_Given problem A_:
Reproduce everything in the internship article from "There aren’t a" down to "ethnicity, and class.", changing "barriers" to "obstacles" each time it occurs.

....

Opening Up the Art World

A new Arts Leadership Curatorial and Collections Internship offered by Art Galleries at Black Studies provides opportunities to enter the fascinating, but highly competitive, world of the museum curator.

By Johnny Holden
June 16, 2023
Townsend
Phillip Townsend, Curator of Art, Art Galleries at Black Studies. Credit: Johnny Holden OVPR

There aren’t a lot of professions with as many barriers to entry as the museum sector. From the limited number of openings in the curatorial jobs market, to the modern-day requirement that newer (greener) applicants have a Ph.D. to be even considered, these barriers are further compounded for some groups with few role models to look to for inspiration.

In reality, the visual arts industry is a world that can often seem quite alien to many of us, not just those who have been historically excluded based on race, ethnicity, and class.

But while having a naturally gifted eye for ‘good work’ is important, curatorial training is a very teachable craft, according to Art Galleries at Black Studies’ (AGBS) Curator of Art, Phillip Townsend.

“We focus on experiential learning through an internship designed to introduce young people to curatorial professions and, hopefully, helping them understand and consider careers in the museum world,” added Townsend, who is currently an Art History doctoral candidate in the Department of Art History at UT Austin focused on the politics of identity and representational strategies of BIPOC artists. The new Pathways for Arts Leadership (PAL) Curatorial and Collections Internship from AGBS includes responsibilities such as inventory and condition checks of AGBS’s permanent collections, exhibition planning, and researching artists in AGBS’s collection.

....

_Given problem B_:
Lay out everything in the rows from the line containing "Where can the balcony" down to the line containing "point(1053, 437)", both ends included, as a Markdown table with the columns No. and Line. Number each line and skip any blank ones.

....

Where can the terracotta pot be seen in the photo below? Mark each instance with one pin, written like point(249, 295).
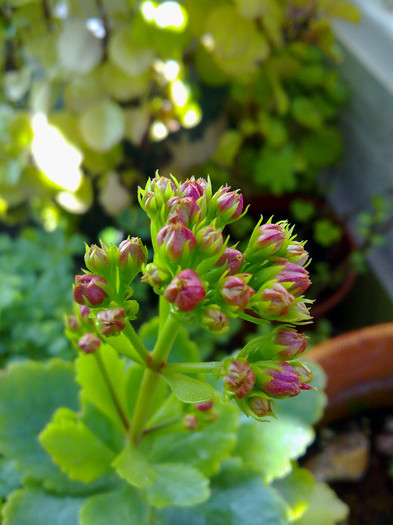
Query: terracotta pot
point(359, 369)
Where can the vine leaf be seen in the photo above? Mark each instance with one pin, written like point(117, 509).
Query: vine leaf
point(132, 466)
point(77, 451)
point(189, 390)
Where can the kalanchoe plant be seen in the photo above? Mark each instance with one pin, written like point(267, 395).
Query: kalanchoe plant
point(137, 432)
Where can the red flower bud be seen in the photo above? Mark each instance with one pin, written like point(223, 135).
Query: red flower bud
point(215, 319)
point(132, 253)
point(90, 288)
point(182, 209)
point(96, 258)
point(236, 291)
point(295, 274)
point(230, 202)
point(192, 188)
point(277, 300)
point(295, 343)
point(204, 407)
point(111, 321)
point(175, 237)
point(185, 291)
point(209, 239)
point(260, 406)
point(283, 382)
point(233, 258)
point(89, 343)
point(297, 254)
point(271, 237)
point(239, 378)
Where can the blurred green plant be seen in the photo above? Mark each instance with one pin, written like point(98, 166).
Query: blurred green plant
point(35, 272)
point(96, 91)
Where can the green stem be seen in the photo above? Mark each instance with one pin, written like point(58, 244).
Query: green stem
point(150, 380)
point(112, 392)
point(136, 342)
point(191, 368)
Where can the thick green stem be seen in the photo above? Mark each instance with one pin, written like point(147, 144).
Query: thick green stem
point(150, 380)
point(191, 368)
point(112, 392)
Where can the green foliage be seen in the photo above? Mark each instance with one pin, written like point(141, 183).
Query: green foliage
point(35, 271)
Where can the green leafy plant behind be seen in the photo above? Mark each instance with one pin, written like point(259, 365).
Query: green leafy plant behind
point(139, 429)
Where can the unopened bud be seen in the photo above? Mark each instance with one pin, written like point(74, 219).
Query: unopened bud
point(283, 382)
point(296, 275)
point(111, 321)
point(233, 259)
point(204, 407)
point(192, 188)
point(209, 239)
point(182, 209)
point(239, 378)
point(236, 292)
point(185, 290)
point(260, 406)
point(295, 344)
point(276, 300)
point(215, 319)
point(89, 343)
point(175, 237)
point(90, 288)
point(96, 258)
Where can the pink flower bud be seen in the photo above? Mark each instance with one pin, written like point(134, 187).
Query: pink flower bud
point(175, 237)
point(154, 275)
point(185, 291)
point(132, 253)
point(96, 258)
point(89, 343)
point(260, 406)
point(215, 319)
point(295, 274)
point(295, 343)
point(209, 239)
point(204, 407)
point(230, 202)
point(90, 288)
point(233, 258)
point(236, 291)
point(239, 378)
point(192, 188)
point(297, 254)
point(277, 300)
point(111, 321)
point(190, 422)
point(283, 382)
point(271, 237)
point(182, 209)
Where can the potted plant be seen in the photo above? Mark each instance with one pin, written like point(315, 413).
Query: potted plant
point(136, 429)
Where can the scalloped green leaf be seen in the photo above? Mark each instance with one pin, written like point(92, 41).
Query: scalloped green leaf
point(30, 392)
point(189, 390)
point(269, 448)
point(238, 497)
point(296, 490)
point(325, 508)
point(76, 450)
point(95, 385)
point(177, 485)
point(133, 466)
point(205, 450)
point(120, 507)
point(35, 507)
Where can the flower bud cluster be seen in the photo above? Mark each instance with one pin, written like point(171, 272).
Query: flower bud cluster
point(202, 276)
point(267, 369)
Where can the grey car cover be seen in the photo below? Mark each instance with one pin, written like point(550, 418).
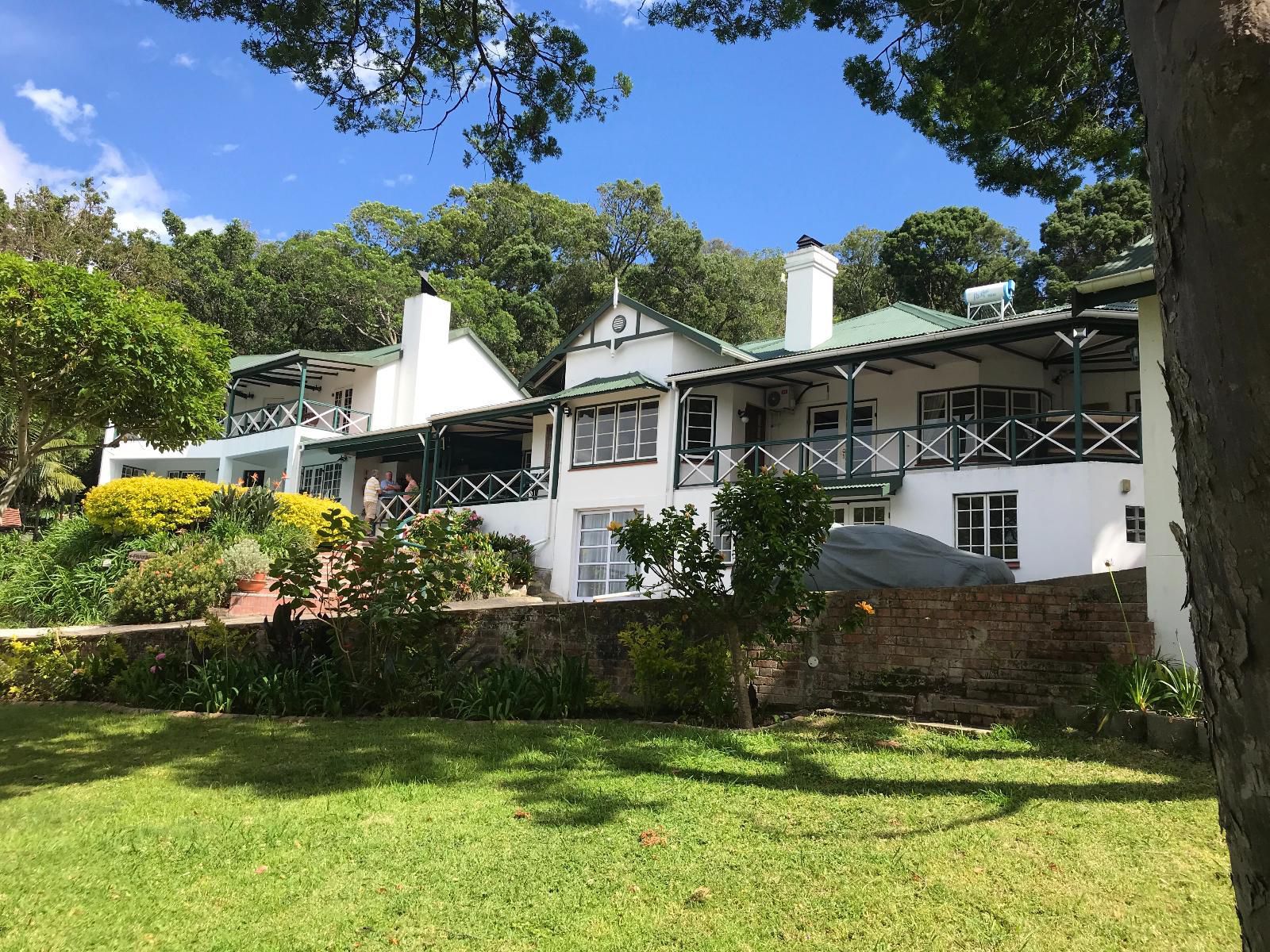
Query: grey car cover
point(889, 558)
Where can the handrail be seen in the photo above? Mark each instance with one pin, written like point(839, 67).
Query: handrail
point(892, 451)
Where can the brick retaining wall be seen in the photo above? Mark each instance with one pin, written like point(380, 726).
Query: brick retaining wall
point(975, 655)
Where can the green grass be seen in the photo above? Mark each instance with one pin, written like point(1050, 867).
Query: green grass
point(122, 831)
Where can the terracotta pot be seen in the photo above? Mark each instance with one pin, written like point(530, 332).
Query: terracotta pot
point(257, 583)
point(1168, 733)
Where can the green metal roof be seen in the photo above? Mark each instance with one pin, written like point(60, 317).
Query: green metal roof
point(1141, 255)
point(357, 359)
point(891, 323)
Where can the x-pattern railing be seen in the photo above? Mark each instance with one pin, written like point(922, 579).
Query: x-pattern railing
point(1034, 438)
point(276, 416)
point(503, 486)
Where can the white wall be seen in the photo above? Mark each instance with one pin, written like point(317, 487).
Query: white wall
point(1166, 568)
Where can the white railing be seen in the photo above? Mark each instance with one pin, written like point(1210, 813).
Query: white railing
point(1014, 441)
point(503, 486)
point(273, 416)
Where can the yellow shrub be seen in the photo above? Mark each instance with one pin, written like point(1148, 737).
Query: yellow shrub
point(139, 505)
point(306, 512)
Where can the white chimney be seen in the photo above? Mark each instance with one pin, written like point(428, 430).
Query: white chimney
point(808, 295)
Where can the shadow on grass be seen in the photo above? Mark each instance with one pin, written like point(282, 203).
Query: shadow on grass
point(565, 774)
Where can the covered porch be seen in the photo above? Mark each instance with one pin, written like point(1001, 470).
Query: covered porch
point(1032, 390)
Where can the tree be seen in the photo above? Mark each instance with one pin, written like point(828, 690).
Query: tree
point(1032, 95)
point(863, 283)
point(80, 352)
point(1091, 226)
point(778, 526)
point(937, 255)
point(406, 65)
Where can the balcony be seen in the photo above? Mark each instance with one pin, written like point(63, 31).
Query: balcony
point(503, 486)
point(318, 416)
point(1053, 437)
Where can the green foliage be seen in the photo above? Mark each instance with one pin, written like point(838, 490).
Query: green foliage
point(933, 257)
point(140, 505)
point(243, 560)
point(171, 588)
point(679, 674)
point(254, 508)
point(82, 353)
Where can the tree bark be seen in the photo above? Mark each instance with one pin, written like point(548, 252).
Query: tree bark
point(740, 689)
point(1204, 71)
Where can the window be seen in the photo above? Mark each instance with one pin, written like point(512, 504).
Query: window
point(1136, 524)
point(615, 433)
point(722, 539)
point(602, 565)
point(321, 480)
point(988, 524)
point(698, 416)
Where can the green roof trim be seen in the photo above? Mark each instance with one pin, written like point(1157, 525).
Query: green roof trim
point(891, 323)
point(375, 357)
point(708, 340)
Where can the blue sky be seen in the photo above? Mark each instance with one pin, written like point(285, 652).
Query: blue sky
point(757, 143)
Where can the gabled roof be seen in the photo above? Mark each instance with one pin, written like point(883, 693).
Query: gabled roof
point(891, 323)
point(708, 340)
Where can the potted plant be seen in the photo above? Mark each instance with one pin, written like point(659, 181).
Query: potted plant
point(247, 565)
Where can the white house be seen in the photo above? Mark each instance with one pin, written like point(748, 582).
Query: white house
point(1016, 436)
point(1132, 277)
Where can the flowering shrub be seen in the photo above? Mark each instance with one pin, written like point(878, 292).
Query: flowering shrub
point(308, 513)
point(171, 588)
point(140, 505)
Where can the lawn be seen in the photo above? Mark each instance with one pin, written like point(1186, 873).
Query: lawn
point(122, 831)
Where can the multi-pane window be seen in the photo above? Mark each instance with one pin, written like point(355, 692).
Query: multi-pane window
point(698, 416)
point(1136, 524)
point(602, 565)
point(988, 524)
point(615, 433)
point(321, 480)
point(722, 539)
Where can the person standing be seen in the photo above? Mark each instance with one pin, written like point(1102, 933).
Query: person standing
point(371, 498)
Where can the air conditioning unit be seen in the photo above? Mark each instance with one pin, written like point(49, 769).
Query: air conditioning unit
point(779, 399)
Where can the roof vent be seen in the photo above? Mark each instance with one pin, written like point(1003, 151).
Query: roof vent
point(990, 301)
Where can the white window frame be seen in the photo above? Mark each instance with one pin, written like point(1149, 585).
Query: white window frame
point(321, 475)
point(605, 423)
point(596, 520)
point(1136, 524)
point(994, 508)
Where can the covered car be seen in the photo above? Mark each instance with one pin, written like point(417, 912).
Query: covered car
point(889, 558)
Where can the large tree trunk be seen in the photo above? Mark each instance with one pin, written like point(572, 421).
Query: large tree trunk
point(1204, 70)
point(740, 687)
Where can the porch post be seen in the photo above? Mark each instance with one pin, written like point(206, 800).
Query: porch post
point(556, 441)
point(304, 384)
point(1077, 393)
point(851, 420)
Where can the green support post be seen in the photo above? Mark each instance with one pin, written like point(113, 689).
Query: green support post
point(1077, 395)
point(556, 440)
point(304, 386)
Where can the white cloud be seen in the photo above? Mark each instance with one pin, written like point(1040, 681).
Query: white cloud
point(137, 194)
point(69, 116)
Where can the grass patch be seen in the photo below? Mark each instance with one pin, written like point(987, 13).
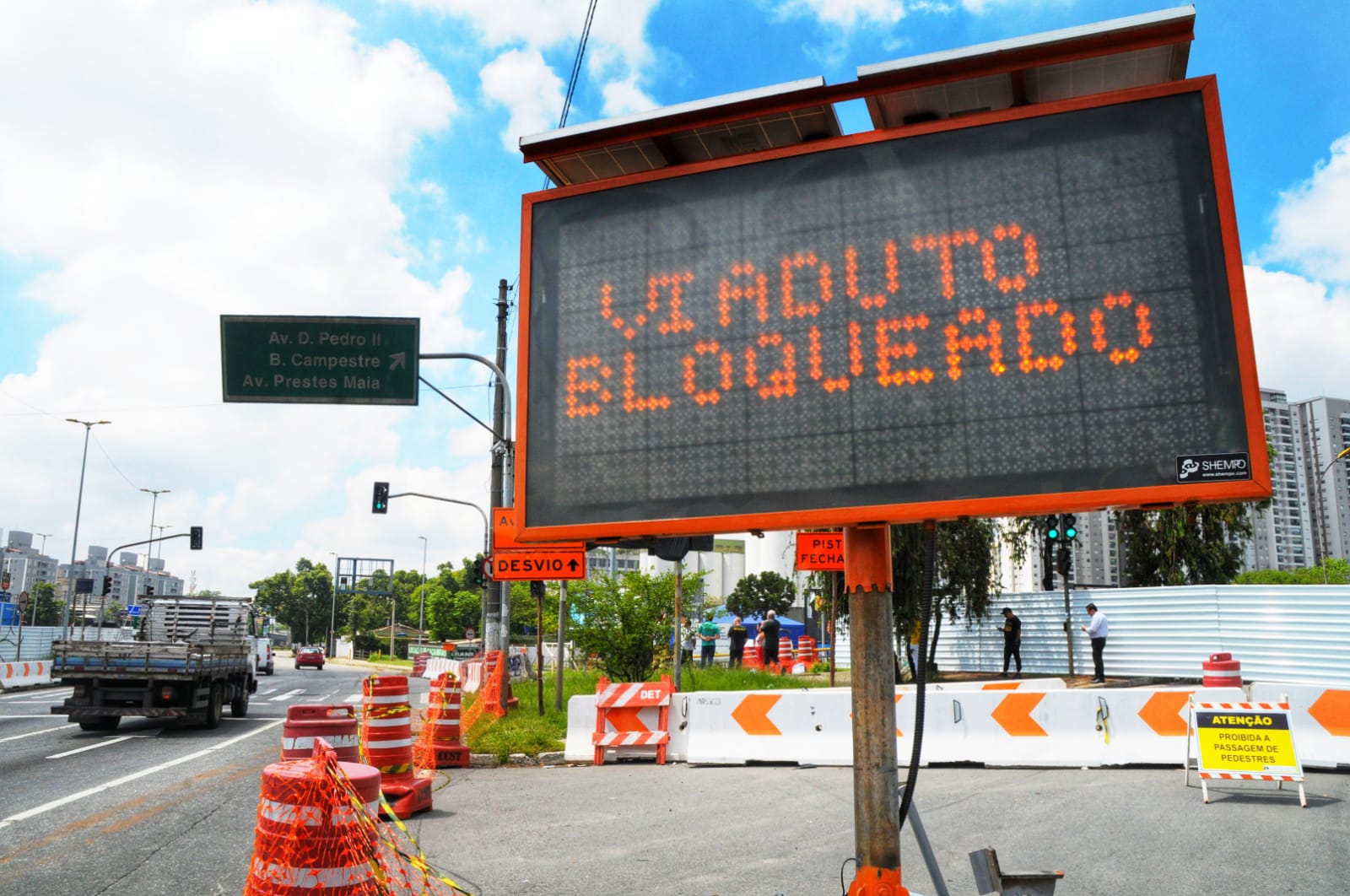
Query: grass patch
point(524, 731)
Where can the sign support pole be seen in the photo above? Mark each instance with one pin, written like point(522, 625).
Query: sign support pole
point(877, 812)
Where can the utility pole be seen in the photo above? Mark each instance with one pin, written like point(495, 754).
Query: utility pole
point(500, 461)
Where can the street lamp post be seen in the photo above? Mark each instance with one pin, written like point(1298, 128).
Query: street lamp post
point(1322, 497)
point(74, 538)
point(161, 548)
point(44, 552)
point(154, 502)
point(422, 603)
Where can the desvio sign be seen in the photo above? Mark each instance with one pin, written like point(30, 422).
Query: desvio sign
point(1028, 312)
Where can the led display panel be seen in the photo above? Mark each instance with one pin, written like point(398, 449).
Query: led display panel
point(888, 330)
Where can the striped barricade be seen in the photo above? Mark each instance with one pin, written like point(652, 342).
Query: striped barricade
point(1320, 715)
point(1242, 741)
point(632, 720)
point(14, 675)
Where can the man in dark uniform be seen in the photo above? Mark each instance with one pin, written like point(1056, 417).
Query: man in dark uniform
point(769, 637)
point(1012, 629)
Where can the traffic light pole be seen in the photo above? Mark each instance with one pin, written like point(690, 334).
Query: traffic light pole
point(497, 630)
point(107, 574)
point(467, 504)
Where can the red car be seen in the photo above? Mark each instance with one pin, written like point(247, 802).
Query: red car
point(310, 656)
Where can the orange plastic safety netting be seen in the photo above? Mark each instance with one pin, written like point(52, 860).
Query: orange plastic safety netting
point(489, 695)
point(439, 744)
point(319, 830)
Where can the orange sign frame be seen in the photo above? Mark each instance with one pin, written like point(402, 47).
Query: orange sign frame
point(1087, 499)
point(526, 565)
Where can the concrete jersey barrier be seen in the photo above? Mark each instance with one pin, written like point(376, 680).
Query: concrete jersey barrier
point(1018, 724)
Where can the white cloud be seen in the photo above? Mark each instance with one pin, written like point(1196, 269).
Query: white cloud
point(1311, 225)
point(523, 83)
point(1299, 328)
point(618, 61)
point(170, 162)
point(844, 13)
point(1300, 317)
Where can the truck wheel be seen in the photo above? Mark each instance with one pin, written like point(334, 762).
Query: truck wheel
point(99, 724)
point(216, 707)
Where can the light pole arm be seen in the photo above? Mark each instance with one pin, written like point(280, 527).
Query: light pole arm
point(504, 440)
point(467, 504)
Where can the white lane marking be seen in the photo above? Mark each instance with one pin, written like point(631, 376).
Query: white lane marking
point(134, 776)
point(38, 695)
point(17, 737)
point(92, 747)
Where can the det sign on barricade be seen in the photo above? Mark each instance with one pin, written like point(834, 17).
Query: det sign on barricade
point(1244, 742)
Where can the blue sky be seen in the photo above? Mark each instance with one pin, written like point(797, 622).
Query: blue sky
point(166, 162)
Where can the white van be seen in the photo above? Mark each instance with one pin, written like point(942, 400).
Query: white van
point(267, 663)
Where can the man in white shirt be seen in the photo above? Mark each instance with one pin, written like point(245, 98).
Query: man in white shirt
point(1097, 630)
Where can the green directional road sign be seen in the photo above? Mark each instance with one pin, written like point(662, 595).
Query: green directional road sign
point(328, 360)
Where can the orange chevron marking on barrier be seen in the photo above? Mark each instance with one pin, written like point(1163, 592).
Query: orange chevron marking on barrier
point(753, 714)
point(1014, 714)
point(624, 718)
point(1331, 711)
point(1163, 713)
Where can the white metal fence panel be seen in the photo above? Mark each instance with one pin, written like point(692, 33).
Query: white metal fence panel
point(1279, 633)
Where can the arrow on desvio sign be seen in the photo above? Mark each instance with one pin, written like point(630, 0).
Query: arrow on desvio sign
point(519, 565)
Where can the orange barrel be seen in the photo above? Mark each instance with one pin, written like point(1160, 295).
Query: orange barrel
point(1222, 671)
point(386, 729)
point(442, 733)
point(310, 837)
point(443, 702)
point(334, 724)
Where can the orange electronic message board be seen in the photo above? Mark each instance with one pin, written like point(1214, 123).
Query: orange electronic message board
point(1033, 310)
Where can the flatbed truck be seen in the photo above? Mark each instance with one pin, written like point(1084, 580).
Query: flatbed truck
point(191, 659)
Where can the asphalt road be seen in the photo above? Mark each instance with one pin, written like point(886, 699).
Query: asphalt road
point(159, 810)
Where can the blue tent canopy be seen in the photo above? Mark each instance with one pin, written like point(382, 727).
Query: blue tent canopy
point(791, 628)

....

_Task response A_:
There aren’t a lot of professions with as many obstacles to entry as the museum sector. From the limited number of openings in the curatorial jobs market, to the modern-day requirement that newer (greener) applicants have a Ph.D. to be even considered, these obstacles are further compounded for some groups with few role models to look to for inspiration.

In reality, the visual arts industry is a world that can often seem quite alien to many of us, not just those who have been historically excluded based on race, ethnicity, and class.

_Task response B_:
| No. | Line |
|---|---|
| 1 | Where can the balcony be seen in the photo above? Mark each instance with one pin, written like point(63, 31). |
| 2 | Query: balcony |
| 3 | point(503, 486) |
| 4 | point(318, 416) |
| 5 | point(1053, 437) |